--- Listed entries Enclosed Below ---

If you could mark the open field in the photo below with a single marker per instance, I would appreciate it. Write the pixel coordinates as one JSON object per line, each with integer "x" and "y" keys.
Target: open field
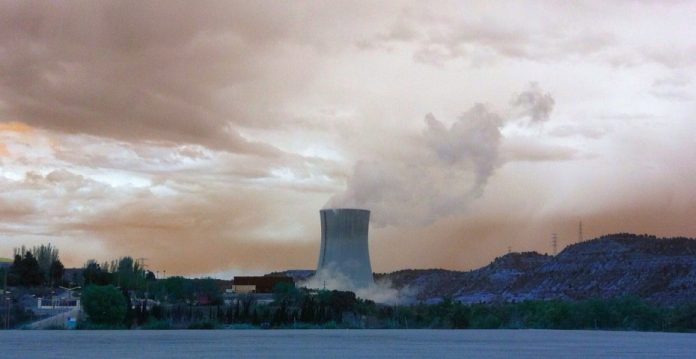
{"x": 346, "y": 343}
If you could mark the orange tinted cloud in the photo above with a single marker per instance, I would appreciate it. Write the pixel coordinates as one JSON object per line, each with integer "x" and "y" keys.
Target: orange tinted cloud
{"x": 15, "y": 126}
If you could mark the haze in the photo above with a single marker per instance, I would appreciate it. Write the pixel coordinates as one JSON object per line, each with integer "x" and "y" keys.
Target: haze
{"x": 205, "y": 136}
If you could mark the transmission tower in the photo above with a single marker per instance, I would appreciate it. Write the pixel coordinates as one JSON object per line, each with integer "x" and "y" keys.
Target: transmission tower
{"x": 141, "y": 262}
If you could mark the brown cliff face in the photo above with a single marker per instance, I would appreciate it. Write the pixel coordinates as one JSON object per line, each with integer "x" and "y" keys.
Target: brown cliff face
{"x": 659, "y": 270}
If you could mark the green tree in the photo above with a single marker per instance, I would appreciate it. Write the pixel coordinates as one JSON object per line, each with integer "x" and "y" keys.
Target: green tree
{"x": 45, "y": 255}
{"x": 104, "y": 304}
{"x": 25, "y": 270}
{"x": 56, "y": 273}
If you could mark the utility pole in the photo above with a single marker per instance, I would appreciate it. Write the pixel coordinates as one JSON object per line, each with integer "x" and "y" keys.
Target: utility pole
{"x": 7, "y": 297}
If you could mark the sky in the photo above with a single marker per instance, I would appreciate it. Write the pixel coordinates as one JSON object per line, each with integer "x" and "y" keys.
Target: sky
{"x": 206, "y": 136}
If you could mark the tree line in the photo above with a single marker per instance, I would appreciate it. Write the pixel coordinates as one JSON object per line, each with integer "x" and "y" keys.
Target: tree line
{"x": 38, "y": 266}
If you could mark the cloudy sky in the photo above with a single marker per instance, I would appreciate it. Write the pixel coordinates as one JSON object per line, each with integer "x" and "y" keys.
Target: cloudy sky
{"x": 205, "y": 136}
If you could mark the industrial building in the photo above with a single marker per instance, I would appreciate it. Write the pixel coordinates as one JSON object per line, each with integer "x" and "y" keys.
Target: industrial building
{"x": 264, "y": 284}
{"x": 344, "y": 251}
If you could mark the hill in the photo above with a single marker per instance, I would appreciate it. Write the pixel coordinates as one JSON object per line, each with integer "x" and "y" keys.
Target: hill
{"x": 659, "y": 270}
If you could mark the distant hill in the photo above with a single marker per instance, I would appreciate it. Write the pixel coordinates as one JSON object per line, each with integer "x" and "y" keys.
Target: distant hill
{"x": 659, "y": 270}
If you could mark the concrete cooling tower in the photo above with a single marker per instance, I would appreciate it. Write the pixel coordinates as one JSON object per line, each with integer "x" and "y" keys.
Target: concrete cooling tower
{"x": 344, "y": 252}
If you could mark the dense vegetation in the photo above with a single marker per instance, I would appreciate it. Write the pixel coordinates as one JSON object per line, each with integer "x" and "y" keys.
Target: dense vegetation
{"x": 302, "y": 308}
{"x": 123, "y": 294}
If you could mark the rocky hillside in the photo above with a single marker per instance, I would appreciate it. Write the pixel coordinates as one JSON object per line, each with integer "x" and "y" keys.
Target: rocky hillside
{"x": 660, "y": 270}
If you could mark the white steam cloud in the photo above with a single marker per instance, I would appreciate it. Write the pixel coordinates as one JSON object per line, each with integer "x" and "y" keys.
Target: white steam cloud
{"x": 380, "y": 292}
{"x": 534, "y": 104}
{"x": 443, "y": 171}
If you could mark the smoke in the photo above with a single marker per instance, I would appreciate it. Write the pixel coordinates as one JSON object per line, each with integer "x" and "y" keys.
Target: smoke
{"x": 534, "y": 104}
{"x": 442, "y": 171}
{"x": 381, "y": 291}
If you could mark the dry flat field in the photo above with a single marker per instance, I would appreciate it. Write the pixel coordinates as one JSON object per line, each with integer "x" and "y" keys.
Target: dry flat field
{"x": 346, "y": 343}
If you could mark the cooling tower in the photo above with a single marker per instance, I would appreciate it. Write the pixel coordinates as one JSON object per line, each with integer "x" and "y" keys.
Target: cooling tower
{"x": 344, "y": 252}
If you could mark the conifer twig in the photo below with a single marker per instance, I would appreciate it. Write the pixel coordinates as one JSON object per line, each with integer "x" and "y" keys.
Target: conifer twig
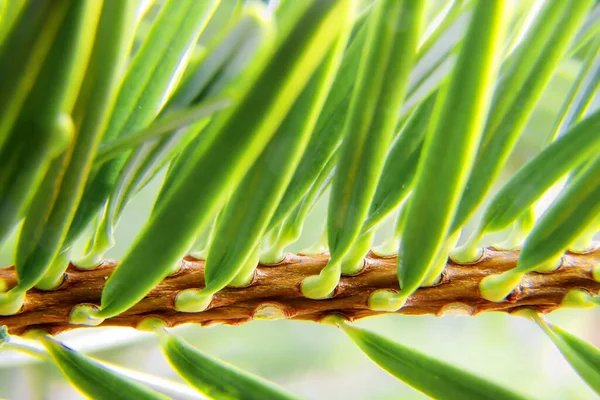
{"x": 275, "y": 291}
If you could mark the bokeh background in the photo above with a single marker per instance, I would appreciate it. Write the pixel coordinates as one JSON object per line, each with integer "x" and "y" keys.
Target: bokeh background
{"x": 319, "y": 362}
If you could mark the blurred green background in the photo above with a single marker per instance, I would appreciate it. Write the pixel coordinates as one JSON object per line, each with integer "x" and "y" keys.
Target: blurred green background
{"x": 319, "y": 362}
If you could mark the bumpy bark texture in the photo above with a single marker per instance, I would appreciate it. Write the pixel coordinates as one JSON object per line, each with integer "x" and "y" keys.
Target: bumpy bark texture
{"x": 279, "y": 286}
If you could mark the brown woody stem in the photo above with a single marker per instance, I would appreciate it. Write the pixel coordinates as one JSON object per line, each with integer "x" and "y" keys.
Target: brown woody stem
{"x": 279, "y": 286}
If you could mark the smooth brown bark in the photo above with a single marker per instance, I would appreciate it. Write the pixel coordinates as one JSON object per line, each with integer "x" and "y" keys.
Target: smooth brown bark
{"x": 279, "y": 286}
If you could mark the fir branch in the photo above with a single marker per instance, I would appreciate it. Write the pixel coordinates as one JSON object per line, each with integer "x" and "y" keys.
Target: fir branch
{"x": 279, "y": 286}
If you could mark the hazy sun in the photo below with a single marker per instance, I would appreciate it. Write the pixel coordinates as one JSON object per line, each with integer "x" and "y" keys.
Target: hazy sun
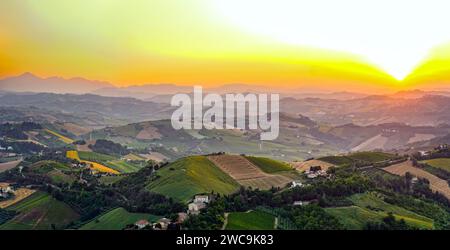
{"x": 393, "y": 34}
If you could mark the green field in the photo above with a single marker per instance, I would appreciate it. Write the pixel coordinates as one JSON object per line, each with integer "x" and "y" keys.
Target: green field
{"x": 369, "y": 157}
{"x": 110, "y": 161}
{"x": 269, "y": 165}
{"x": 186, "y": 177}
{"x": 58, "y": 172}
{"x": 44, "y": 167}
{"x": 40, "y": 211}
{"x": 122, "y": 166}
{"x": 370, "y": 207}
{"x": 117, "y": 219}
{"x": 441, "y": 163}
{"x": 372, "y": 157}
{"x": 93, "y": 156}
{"x": 108, "y": 180}
{"x": 254, "y": 220}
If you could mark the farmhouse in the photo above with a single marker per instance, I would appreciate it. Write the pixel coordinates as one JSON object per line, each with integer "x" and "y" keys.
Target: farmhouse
{"x": 141, "y": 224}
{"x": 301, "y": 203}
{"x": 5, "y": 191}
{"x": 297, "y": 183}
{"x": 195, "y": 207}
{"x": 424, "y": 153}
{"x": 164, "y": 223}
{"x": 201, "y": 199}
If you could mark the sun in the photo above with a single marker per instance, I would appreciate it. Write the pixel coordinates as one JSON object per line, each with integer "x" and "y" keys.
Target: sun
{"x": 394, "y": 35}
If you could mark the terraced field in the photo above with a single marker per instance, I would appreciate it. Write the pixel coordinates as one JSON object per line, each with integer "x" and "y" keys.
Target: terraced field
{"x": 306, "y": 165}
{"x": 441, "y": 163}
{"x": 247, "y": 173}
{"x": 9, "y": 165}
{"x": 367, "y": 157}
{"x": 94, "y": 165}
{"x": 63, "y": 138}
{"x": 436, "y": 184}
{"x": 19, "y": 195}
{"x": 40, "y": 211}
{"x": 117, "y": 219}
{"x": 192, "y": 175}
{"x": 253, "y": 220}
{"x": 370, "y": 207}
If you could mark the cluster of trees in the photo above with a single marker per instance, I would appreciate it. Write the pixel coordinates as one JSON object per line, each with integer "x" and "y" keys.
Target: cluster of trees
{"x": 388, "y": 223}
{"x": 109, "y": 147}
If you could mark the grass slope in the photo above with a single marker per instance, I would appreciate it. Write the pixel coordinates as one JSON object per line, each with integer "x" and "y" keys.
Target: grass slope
{"x": 269, "y": 165}
{"x": 117, "y": 219}
{"x": 441, "y": 163}
{"x": 40, "y": 211}
{"x": 253, "y": 220}
{"x": 369, "y": 157}
{"x": 370, "y": 207}
{"x": 186, "y": 177}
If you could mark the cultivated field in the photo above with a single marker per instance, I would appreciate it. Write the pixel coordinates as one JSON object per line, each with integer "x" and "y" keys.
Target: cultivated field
{"x": 63, "y": 138}
{"x": 184, "y": 178}
{"x": 247, "y": 173}
{"x": 369, "y": 207}
{"x": 441, "y": 163}
{"x": 94, "y": 165}
{"x": 306, "y": 165}
{"x": 252, "y": 220}
{"x": 117, "y": 219}
{"x": 40, "y": 211}
{"x": 19, "y": 195}
{"x": 9, "y": 165}
{"x": 436, "y": 184}
{"x": 85, "y": 147}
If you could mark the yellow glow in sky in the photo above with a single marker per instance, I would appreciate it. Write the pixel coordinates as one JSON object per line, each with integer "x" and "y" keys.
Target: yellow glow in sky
{"x": 331, "y": 45}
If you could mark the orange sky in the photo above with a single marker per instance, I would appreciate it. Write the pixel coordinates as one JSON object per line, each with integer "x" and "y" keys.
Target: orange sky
{"x": 140, "y": 42}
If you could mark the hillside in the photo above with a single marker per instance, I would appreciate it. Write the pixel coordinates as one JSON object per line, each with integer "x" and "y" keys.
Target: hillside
{"x": 371, "y": 207}
{"x": 40, "y": 211}
{"x": 117, "y": 219}
{"x": 192, "y": 175}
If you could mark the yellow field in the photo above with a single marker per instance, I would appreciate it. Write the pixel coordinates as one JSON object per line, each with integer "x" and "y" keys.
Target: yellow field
{"x": 94, "y": 165}
{"x": 61, "y": 137}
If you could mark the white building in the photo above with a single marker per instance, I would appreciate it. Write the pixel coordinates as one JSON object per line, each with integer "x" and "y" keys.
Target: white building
{"x": 201, "y": 198}
{"x": 297, "y": 184}
{"x": 195, "y": 207}
{"x": 141, "y": 224}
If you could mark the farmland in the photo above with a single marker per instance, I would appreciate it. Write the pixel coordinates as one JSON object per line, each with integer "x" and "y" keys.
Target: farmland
{"x": 19, "y": 195}
{"x": 117, "y": 219}
{"x": 252, "y": 220}
{"x": 436, "y": 184}
{"x": 306, "y": 165}
{"x": 441, "y": 163}
{"x": 366, "y": 157}
{"x": 9, "y": 165}
{"x": 247, "y": 174}
{"x": 186, "y": 177}
{"x": 371, "y": 207}
{"x": 94, "y": 165}
{"x": 40, "y": 211}
{"x": 268, "y": 165}
{"x": 63, "y": 138}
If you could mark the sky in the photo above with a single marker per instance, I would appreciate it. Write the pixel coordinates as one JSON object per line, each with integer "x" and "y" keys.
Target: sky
{"x": 353, "y": 45}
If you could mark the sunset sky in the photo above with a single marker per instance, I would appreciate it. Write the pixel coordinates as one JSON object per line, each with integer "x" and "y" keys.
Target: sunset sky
{"x": 352, "y": 45}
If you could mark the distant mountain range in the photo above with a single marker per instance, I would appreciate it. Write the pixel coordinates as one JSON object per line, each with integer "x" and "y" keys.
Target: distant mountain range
{"x": 28, "y": 82}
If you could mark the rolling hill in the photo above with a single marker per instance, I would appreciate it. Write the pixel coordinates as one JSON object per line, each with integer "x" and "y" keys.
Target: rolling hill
{"x": 40, "y": 211}
{"x": 117, "y": 219}
{"x": 186, "y": 177}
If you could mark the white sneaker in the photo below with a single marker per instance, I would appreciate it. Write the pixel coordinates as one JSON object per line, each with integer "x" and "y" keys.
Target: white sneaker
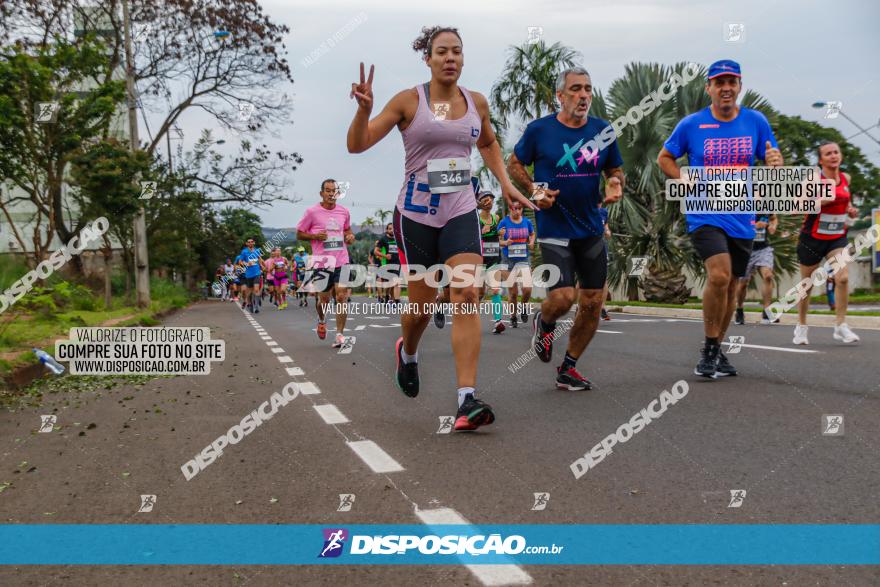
{"x": 800, "y": 334}
{"x": 844, "y": 334}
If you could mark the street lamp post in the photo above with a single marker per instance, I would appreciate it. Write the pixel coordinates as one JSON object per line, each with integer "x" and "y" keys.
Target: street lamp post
{"x": 141, "y": 258}
{"x": 854, "y": 123}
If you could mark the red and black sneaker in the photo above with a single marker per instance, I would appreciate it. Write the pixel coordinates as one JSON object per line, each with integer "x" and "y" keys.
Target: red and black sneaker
{"x": 571, "y": 380}
{"x": 473, "y": 413}
{"x": 407, "y": 378}
{"x": 542, "y": 341}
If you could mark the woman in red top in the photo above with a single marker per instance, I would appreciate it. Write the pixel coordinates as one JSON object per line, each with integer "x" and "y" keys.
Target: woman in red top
{"x": 822, "y": 237}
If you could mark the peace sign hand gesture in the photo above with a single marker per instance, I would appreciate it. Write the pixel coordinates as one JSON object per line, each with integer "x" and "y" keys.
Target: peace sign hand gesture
{"x": 363, "y": 91}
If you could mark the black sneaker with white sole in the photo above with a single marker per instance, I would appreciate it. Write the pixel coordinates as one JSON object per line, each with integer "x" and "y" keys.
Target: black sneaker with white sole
{"x": 407, "y": 378}
{"x": 707, "y": 367}
{"x": 472, "y": 414}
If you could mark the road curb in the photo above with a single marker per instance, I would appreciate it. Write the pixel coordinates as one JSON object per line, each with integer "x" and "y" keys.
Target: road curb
{"x": 856, "y": 322}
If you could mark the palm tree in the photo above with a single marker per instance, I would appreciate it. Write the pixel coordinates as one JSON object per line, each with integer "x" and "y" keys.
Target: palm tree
{"x": 644, "y": 223}
{"x": 527, "y": 86}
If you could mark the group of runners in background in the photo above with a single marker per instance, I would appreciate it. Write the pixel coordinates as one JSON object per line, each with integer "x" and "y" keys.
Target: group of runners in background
{"x": 441, "y": 217}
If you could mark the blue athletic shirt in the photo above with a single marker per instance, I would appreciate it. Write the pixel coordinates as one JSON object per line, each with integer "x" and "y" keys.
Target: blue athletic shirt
{"x": 709, "y": 142}
{"x": 563, "y": 161}
{"x": 247, "y": 256}
{"x": 519, "y": 233}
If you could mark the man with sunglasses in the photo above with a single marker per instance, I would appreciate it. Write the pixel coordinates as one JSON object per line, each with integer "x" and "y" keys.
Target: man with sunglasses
{"x": 570, "y": 228}
{"x": 251, "y": 257}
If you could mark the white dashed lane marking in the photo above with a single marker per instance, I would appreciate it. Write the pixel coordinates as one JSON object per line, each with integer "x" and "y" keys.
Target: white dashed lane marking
{"x": 377, "y": 459}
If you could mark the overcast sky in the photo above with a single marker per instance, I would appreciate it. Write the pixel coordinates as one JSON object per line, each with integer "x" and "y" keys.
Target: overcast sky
{"x": 794, "y": 53}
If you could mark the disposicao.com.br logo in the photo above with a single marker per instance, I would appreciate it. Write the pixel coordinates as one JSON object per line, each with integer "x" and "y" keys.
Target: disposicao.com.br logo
{"x": 429, "y": 544}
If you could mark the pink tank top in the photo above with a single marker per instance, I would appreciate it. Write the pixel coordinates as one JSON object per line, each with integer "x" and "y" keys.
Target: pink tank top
{"x": 436, "y": 185}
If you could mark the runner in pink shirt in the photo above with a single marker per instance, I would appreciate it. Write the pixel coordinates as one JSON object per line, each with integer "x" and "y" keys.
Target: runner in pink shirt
{"x": 435, "y": 219}
{"x": 328, "y": 226}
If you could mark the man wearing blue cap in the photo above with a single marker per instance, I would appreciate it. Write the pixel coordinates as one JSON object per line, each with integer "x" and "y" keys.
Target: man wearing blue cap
{"x": 722, "y": 135}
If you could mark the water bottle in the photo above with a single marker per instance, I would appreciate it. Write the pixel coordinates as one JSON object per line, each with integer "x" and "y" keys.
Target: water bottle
{"x": 49, "y": 362}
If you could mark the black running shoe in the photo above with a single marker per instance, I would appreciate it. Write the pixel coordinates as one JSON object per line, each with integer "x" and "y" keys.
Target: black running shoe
{"x": 708, "y": 361}
{"x": 473, "y": 413}
{"x": 571, "y": 380}
{"x": 407, "y": 379}
{"x": 723, "y": 366}
{"x": 542, "y": 341}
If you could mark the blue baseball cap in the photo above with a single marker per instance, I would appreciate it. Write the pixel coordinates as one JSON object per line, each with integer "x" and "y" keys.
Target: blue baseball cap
{"x": 723, "y": 67}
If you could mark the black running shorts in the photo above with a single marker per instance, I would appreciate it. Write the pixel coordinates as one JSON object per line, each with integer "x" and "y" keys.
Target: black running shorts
{"x": 420, "y": 244}
{"x": 585, "y": 258}
{"x": 712, "y": 240}
{"x": 812, "y": 251}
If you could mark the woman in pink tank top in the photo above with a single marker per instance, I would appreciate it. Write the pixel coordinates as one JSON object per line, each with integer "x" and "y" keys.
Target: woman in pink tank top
{"x": 435, "y": 219}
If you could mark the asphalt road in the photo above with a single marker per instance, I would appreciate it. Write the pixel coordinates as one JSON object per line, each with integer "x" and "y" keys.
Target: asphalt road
{"x": 760, "y": 431}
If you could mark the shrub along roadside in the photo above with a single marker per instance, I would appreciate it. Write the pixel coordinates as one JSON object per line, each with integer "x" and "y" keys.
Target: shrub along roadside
{"x": 50, "y": 310}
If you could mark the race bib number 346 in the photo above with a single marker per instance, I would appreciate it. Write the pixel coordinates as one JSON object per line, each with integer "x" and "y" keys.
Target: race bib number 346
{"x": 446, "y": 176}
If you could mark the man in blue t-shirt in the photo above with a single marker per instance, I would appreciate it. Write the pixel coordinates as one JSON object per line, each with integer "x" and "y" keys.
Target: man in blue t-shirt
{"x": 252, "y": 260}
{"x": 564, "y": 148}
{"x": 722, "y": 135}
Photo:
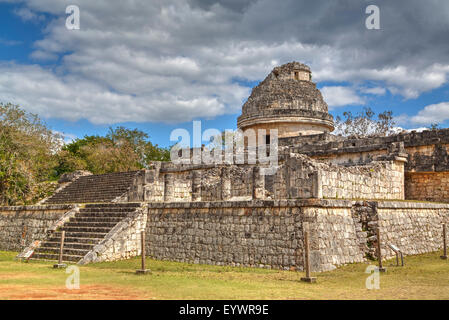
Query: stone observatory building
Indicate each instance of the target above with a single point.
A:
(289, 101)
(341, 190)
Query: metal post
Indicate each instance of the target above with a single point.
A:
(61, 249)
(379, 252)
(307, 278)
(144, 270)
(444, 256)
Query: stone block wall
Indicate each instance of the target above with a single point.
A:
(266, 234)
(378, 180)
(20, 226)
(415, 228)
(296, 177)
(122, 242)
(270, 234)
(427, 186)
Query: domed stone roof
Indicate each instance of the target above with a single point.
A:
(287, 100)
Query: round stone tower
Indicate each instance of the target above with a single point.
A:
(289, 101)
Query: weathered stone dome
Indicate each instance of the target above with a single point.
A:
(289, 101)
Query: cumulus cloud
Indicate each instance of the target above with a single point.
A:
(177, 60)
(378, 91)
(434, 113)
(339, 96)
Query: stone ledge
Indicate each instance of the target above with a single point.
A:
(39, 208)
(404, 204)
(253, 204)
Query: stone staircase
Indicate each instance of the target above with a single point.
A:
(94, 188)
(83, 231)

--- End of Enclosed Listed entries ---

** Problem to work on **
Could you copy, exactly and with no pictures, each line from the first one above to the line holding "If you could mark the orange tinted"?

** Task result **
If you could mark the open field in the photo below with a single marker per instance, I would appreciate it. Write the pixel coordinates as one JSON object per line, each with integer "x" and "y" keys.
Target: open field
{"x": 346, "y": 343}
If you could mark the orange tinted cloud in the photo above with a single marker per instance, I would appreciate it. Write the pixel coordinates as one JSON object per line, each with integer "x" and "y" keys.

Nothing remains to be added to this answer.